▸ TASK DETAILS: Scan the records for the line containing "of the wire". From there through the last line, write out each line exactly.

---

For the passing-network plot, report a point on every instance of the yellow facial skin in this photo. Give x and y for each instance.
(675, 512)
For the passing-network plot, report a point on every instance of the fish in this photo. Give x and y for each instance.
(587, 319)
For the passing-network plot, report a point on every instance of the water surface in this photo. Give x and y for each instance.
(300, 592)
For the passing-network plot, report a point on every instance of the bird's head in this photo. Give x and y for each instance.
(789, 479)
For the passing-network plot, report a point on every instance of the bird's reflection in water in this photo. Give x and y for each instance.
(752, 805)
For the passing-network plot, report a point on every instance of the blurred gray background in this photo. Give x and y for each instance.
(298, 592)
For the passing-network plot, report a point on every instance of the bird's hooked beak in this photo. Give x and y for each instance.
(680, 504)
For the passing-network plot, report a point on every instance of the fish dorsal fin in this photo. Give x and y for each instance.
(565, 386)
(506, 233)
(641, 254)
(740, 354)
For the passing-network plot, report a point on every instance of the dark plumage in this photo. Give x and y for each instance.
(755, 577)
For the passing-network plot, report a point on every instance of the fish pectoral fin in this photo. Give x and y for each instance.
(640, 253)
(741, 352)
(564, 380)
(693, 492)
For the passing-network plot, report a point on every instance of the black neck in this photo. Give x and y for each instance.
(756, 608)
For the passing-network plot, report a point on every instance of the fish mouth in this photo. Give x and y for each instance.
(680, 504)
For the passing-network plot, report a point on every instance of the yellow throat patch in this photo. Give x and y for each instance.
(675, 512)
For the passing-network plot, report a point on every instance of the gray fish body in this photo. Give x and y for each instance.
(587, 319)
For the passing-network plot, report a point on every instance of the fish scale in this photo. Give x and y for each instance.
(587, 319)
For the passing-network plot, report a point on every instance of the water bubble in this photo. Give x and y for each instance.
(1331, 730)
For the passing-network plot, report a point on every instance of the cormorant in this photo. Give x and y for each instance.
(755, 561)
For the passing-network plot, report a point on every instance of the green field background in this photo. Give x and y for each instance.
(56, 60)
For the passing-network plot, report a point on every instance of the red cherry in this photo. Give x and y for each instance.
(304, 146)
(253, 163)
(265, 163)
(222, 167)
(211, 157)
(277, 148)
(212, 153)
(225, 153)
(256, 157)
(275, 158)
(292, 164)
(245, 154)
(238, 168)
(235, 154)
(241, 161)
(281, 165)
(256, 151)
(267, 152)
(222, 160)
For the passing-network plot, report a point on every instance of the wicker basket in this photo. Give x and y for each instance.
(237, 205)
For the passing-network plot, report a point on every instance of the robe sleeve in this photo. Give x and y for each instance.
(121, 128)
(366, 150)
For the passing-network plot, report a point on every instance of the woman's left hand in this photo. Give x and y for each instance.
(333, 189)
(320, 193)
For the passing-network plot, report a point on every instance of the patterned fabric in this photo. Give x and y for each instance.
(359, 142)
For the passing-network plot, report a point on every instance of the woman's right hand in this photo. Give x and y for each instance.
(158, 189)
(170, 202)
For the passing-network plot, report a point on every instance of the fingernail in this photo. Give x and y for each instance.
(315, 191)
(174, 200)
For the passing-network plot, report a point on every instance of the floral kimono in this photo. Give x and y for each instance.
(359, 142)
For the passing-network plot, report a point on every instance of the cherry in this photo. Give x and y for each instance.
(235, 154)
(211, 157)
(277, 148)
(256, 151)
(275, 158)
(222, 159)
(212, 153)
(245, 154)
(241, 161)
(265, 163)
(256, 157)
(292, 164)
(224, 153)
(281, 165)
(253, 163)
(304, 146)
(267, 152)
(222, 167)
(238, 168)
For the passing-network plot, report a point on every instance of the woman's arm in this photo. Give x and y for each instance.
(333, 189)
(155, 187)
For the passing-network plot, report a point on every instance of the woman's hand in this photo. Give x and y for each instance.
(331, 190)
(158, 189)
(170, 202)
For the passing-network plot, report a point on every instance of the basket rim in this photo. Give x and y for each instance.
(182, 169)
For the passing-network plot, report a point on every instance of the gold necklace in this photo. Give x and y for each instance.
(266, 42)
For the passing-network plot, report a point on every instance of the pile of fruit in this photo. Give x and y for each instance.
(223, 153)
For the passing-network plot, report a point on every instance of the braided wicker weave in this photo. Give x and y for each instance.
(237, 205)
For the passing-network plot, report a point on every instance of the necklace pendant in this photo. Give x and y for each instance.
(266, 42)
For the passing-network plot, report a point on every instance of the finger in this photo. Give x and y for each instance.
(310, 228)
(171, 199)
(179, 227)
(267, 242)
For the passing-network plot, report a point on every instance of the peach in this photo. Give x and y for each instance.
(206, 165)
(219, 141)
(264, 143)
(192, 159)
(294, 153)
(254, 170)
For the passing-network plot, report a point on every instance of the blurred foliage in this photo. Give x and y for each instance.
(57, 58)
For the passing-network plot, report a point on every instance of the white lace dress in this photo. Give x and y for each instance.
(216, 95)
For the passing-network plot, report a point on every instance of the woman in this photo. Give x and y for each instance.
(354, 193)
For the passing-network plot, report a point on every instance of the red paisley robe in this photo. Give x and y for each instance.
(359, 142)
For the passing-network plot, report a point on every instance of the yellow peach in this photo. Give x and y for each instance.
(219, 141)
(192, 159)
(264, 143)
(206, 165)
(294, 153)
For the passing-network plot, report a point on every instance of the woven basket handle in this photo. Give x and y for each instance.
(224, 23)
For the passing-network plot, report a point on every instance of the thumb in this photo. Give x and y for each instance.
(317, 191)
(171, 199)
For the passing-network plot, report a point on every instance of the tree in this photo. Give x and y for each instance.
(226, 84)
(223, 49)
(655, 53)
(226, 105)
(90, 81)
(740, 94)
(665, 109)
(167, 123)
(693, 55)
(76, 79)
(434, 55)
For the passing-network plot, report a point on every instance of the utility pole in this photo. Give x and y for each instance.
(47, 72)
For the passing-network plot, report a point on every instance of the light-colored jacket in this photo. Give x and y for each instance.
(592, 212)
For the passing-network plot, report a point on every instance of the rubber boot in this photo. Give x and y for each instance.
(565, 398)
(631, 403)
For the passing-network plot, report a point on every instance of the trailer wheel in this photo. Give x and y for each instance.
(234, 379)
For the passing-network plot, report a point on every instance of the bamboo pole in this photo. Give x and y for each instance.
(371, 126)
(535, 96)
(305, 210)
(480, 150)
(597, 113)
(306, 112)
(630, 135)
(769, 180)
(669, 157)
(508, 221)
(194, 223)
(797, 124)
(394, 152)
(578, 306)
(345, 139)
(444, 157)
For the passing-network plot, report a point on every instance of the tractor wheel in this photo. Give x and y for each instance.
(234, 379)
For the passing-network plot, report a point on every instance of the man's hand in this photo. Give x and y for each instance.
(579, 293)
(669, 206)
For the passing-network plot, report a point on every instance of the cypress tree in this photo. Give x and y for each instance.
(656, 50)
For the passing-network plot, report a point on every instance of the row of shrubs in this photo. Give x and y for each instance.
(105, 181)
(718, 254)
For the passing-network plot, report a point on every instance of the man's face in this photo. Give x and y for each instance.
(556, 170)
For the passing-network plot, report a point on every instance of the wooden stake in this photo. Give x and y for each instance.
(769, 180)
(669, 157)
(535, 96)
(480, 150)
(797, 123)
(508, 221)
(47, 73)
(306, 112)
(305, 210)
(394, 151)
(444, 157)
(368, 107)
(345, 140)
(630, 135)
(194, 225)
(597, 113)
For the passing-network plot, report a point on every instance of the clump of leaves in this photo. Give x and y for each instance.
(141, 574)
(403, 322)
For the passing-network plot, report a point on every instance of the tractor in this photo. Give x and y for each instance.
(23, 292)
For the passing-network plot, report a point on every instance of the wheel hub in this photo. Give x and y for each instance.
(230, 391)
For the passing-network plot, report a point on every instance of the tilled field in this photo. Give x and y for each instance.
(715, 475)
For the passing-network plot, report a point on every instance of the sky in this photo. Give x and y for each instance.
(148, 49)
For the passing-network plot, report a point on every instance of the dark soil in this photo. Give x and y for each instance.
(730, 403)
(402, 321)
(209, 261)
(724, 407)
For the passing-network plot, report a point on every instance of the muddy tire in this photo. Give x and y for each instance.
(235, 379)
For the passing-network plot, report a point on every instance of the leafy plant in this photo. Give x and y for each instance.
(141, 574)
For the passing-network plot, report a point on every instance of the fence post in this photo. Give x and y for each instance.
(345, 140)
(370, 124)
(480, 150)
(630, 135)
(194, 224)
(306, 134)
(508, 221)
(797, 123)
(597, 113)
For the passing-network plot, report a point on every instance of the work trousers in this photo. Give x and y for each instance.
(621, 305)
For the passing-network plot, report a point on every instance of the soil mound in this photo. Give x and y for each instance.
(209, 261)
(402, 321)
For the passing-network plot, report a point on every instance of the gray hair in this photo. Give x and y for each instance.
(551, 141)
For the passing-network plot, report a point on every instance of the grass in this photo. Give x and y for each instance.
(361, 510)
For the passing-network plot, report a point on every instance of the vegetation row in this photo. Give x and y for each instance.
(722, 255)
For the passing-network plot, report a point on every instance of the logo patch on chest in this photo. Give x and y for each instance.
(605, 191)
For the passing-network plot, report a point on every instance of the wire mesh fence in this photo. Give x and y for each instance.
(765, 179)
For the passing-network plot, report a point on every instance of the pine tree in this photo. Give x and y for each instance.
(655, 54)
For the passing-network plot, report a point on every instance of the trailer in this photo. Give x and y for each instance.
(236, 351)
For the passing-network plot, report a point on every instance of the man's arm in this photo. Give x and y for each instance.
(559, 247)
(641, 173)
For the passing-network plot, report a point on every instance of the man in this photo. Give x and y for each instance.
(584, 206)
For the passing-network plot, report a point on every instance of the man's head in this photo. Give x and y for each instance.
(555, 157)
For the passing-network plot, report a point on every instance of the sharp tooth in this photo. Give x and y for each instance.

---

▸ ANSWER BOX:
For the passing-network plot, report a point on every instance of the wire mesh fence in this photo. Give x and y for each instance.
(765, 179)
For the passing-network plot, report a point on every instance of the pine tree in this photo. Give x and y for each instance.
(655, 54)
For the passing-network plot, report a point on every instance of the trailer in this photo. Give x and y for each instance.
(236, 351)
For the passing-network plot, report a point on every instance of the man's arm in this photo. Give x and y for each instance.
(559, 247)
(641, 173)
For the passing-network plot, report a point on every instance of the man in this photo. Give x and y for each instance.
(584, 206)
For the passing-network plot, report a point on every instance of the man's head in this photo. Give x and y for each instance.
(555, 157)
For the passing-network plot, report a point on every instance of the sharp tooth in this photo. Give x and y for each instance.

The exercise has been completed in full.